▸ Goal of the exercise
Gather every line in the entries below that contains the word "bird". Case counts, so match only that exact capitalization.

▸ Supplied records
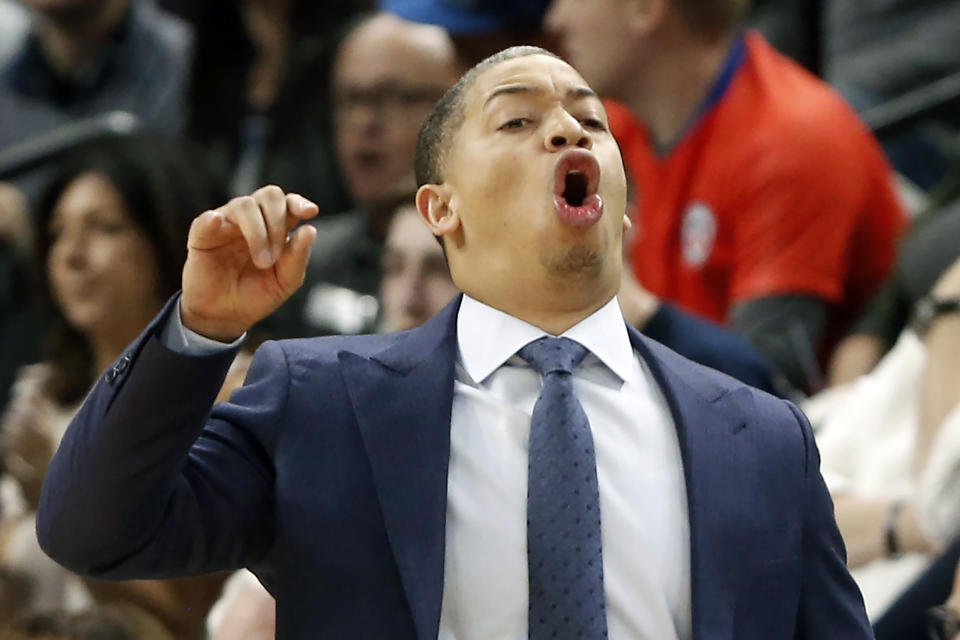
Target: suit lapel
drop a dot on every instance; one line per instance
(402, 398)
(720, 471)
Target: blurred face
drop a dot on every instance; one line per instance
(101, 267)
(416, 282)
(535, 186)
(387, 77)
(594, 35)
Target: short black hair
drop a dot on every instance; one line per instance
(712, 19)
(437, 131)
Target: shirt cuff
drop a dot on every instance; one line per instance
(178, 338)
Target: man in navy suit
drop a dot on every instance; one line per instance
(379, 485)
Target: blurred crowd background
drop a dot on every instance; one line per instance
(795, 177)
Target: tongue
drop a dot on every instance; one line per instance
(587, 214)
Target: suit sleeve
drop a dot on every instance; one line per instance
(830, 602)
(147, 483)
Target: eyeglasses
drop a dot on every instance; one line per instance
(943, 623)
(392, 97)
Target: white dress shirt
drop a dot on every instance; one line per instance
(643, 498)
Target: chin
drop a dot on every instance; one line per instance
(579, 260)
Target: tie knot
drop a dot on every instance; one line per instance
(549, 355)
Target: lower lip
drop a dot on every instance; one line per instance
(583, 216)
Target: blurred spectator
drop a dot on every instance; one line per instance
(416, 281)
(111, 238)
(19, 316)
(879, 50)
(260, 92)
(763, 202)
(933, 600)
(925, 253)
(890, 449)
(82, 58)
(387, 76)
(103, 623)
(14, 22)
(479, 28)
(245, 611)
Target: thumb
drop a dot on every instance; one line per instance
(292, 264)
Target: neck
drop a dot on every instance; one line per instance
(69, 48)
(555, 310)
(670, 85)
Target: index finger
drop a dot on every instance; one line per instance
(299, 208)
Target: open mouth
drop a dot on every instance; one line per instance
(575, 191)
(576, 179)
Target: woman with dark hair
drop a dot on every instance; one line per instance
(111, 233)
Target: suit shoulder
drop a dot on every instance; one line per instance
(326, 349)
(758, 408)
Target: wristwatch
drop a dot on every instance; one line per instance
(928, 308)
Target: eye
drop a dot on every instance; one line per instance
(593, 123)
(515, 123)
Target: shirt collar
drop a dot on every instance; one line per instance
(488, 337)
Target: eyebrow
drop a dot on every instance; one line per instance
(510, 89)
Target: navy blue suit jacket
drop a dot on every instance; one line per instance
(327, 475)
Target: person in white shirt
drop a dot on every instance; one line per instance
(394, 486)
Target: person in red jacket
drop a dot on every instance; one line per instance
(762, 200)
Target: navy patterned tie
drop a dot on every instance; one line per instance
(563, 504)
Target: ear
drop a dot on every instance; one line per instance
(434, 204)
(644, 16)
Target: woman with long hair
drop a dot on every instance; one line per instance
(110, 233)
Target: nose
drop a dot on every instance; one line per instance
(565, 131)
(70, 249)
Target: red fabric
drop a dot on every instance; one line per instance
(795, 187)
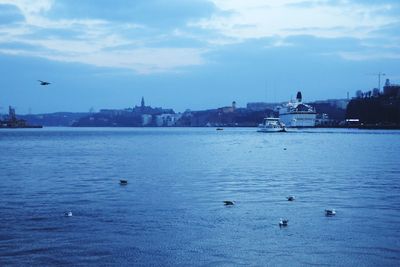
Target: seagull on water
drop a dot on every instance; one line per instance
(229, 202)
(290, 198)
(283, 222)
(68, 214)
(43, 82)
(330, 212)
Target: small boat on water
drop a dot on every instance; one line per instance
(283, 222)
(271, 125)
(330, 212)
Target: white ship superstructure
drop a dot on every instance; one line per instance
(298, 114)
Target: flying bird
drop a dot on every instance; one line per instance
(43, 82)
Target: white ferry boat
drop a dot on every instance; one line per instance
(271, 125)
(298, 114)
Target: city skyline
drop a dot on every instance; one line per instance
(192, 54)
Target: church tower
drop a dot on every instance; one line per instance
(142, 103)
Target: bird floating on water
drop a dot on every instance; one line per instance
(229, 202)
(291, 198)
(283, 222)
(43, 82)
(68, 214)
(331, 212)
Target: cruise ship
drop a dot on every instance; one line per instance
(298, 114)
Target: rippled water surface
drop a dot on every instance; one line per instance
(171, 212)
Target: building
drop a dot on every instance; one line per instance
(298, 114)
(391, 90)
(167, 119)
(147, 119)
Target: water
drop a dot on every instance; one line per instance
(171, 212)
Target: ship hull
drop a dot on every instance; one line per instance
(298, 120)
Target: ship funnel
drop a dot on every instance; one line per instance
(299, 97)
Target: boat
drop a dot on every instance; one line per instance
(271, 125)
(13, 122)
(298, 114)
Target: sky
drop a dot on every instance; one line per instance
(191, 54)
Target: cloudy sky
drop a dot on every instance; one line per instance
(193, 54)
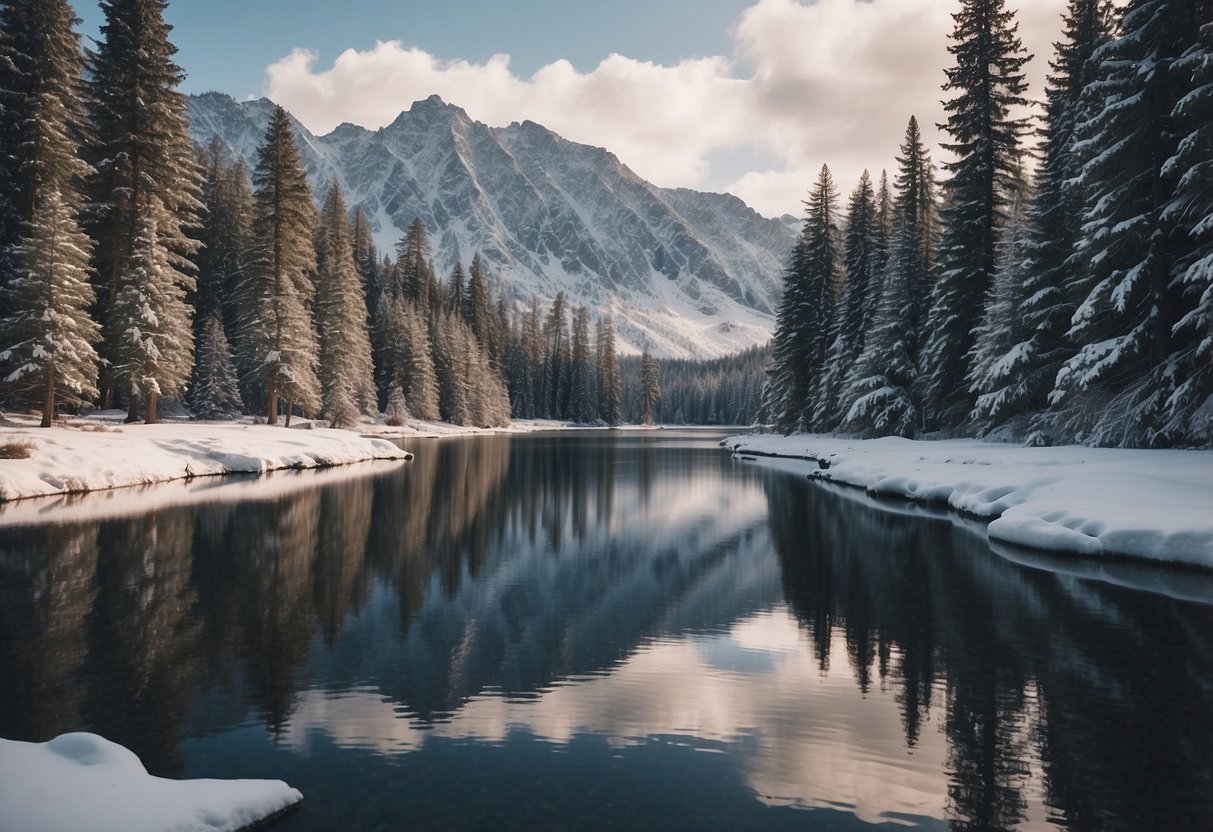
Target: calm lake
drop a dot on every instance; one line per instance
(608, 630)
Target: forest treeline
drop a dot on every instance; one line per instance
(137, 267)
(1075, 305)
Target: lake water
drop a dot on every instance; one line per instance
(607, 630)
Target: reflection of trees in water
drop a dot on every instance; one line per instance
(1108, 689)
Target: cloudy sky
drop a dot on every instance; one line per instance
(746, 96)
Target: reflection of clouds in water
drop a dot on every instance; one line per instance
(804, 736)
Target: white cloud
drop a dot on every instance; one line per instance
(827, 81)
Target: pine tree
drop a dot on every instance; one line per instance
(1053, 228)
(992, 358)
(581, 395)
(1189, 416)
(278, 345)
(345, 354)
(151, 332)
(608, 372)
(397, 411)
(214, 392)
(226, 235)
(1116, 389)
(146, 175)
(852, 319)
(802, 325)
(987, 81)
(882, 389)
(650, 387)
(47, 335)
(556, 331)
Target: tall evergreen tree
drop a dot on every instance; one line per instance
(581, 395)
(802, 325)
(151, 332)
(1052, 233)
(1189, 417)
(345, 346)
(214, 392)
(883, 388)
(608, 372)
(861, 262)
(650, 387)
(1116, 389)
(226, 235)
(146, 175)
(47, 336)
(987, 81)
(278, 346)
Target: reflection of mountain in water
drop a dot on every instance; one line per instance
(505, 565)
(1108, 689)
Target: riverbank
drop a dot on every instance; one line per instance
(81, 781)
(1093, 501)
(91, 455)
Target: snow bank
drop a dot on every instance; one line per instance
(1145, 503)
(66, 460)
(81, 781)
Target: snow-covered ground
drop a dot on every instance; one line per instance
(81, 781)
(1092, 501)
(90, 455)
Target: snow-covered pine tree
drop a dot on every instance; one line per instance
(882, 391)
(226, 235)
(1189, 417)
(419, 372)
(146, 175)
(650, 387)
(581, 395)
(802, 325)
(853, 313)
(1053, 227)
(1116, 388)
(992, 358)
(46, 335)
(987, 81)
(277, 345)
(214, 392)
(608, 372)
(345, 346)
(397, 411)
(151, 337)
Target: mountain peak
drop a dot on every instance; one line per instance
(690, 274)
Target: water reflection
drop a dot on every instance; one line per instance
(690, 633)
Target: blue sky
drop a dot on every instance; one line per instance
(227, 44)
(745, 96)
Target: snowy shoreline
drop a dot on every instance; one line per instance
(83, 781)
(92, 455)
(1154, 505)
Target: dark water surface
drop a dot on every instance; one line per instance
(585, 631)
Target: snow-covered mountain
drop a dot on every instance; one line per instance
(692, 274)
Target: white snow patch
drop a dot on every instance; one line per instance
(64, 460)
(83, 781)
(1092, 501)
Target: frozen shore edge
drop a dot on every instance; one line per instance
(1154, 505)
(97, 457)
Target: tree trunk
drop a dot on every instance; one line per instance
(49, 402)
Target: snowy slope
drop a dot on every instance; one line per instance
(693, 274)
(1093, 501)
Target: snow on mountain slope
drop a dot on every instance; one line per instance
(688, 273)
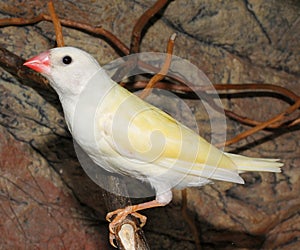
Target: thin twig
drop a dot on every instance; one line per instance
(142, 22)
(71, 24)
(265, 124)
(164, 70)
(57, 25)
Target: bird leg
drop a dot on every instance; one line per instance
(121, 214)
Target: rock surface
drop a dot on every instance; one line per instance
(47, 201)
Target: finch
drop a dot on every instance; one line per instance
(126, 135)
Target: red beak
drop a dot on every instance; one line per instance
(40, 63)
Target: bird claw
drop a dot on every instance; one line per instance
(120, 216)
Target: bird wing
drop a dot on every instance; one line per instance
(140, 131)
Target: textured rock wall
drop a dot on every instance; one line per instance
(46, 199)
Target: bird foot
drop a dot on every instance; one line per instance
(120, 216)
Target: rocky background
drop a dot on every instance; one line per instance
(47, 201)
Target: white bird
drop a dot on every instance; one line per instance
(125, 135)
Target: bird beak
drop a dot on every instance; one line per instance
(40, 63)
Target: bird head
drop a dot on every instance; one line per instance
(67, 68)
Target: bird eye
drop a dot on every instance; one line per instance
(67, 59)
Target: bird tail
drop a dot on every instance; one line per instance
(245, 163)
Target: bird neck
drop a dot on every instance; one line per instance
(81, 107)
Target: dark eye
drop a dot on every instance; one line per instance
(67, 59)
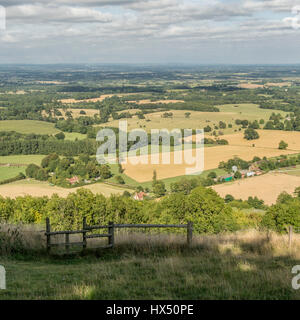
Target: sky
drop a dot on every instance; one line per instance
(150, 31)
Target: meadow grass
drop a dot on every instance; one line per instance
(198, 120)
(10, 172)
(22, 159)
(245, 265)
(28, 126)
(74, 135)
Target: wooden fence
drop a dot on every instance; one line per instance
(292, 230)
(110, 235)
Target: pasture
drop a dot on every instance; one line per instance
(198, 120)
(268, 139)
(266, 187)
(22, 159)
(28, 126)
(161, 267)
(212, 157)
(10, 172)
(99, 99)
(40, 189)
(76, 112)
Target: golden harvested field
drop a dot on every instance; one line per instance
(278, 84)
(250, 86)
(268, 139)
(101, 98)
(269, 84)
(148, 101)
(212, 157)
(76, 112)
(40, 189)
(198, 120)
(266, 187)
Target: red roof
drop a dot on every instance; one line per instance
(73, 180)
(140, 195)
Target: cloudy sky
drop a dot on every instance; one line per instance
(150, 31)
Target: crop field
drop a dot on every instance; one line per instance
(267, 139)
(10, 172)
(101, 98)
(22, 159)
(198, 120)
(212, 157)
(76, 112)
(40, 189)
(148, 101)
(266, 187)
(28, 126)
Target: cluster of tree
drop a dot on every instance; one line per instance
(284, 213)
(279, 162)
(208, 211)
(58, 170)
(251, 134)
(51, 145)
(167, 115)
(158, 187)
(18, 177)
(252, 202)
(237, 162)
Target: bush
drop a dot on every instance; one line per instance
(251, 134)
(279, 216)
(32, 170)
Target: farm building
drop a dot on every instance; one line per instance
(247, 173)
(227, 178)
(73, 180)
(139, 196)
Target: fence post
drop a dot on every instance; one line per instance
(111, 232)
(84, 233)
(290, 236)
(67, 247)
(189, 233)
(48, 230)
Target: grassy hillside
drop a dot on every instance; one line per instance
(28, 126)
(240, 266)
(10, 172)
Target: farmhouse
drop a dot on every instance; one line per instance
(227, 178)
(73, 180)
(139, 196)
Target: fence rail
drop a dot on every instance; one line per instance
(110, 235)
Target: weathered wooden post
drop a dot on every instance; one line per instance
(84, 233)
(67, 242)
(48, 230)
(290, 236)
(111, 232)
(189, 233)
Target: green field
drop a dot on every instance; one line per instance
(216, 267)
(10, 172)
(28, 126)
(22, 159)
(40, 189)
(74, 135)
(198, 120)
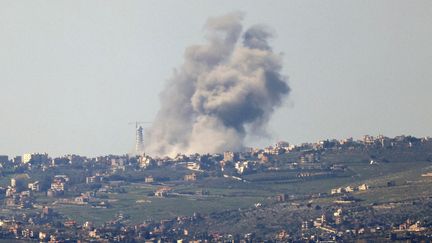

▸ Response
Target: flying bird
Target: bird floating on water
Target: bird leg
Target: bird claw
Target: bird wing
Target: bird foot
Target: white bird
Target: bird beak
Target: bird head
Target: bird eye
Target: bird tail
Target: bird neck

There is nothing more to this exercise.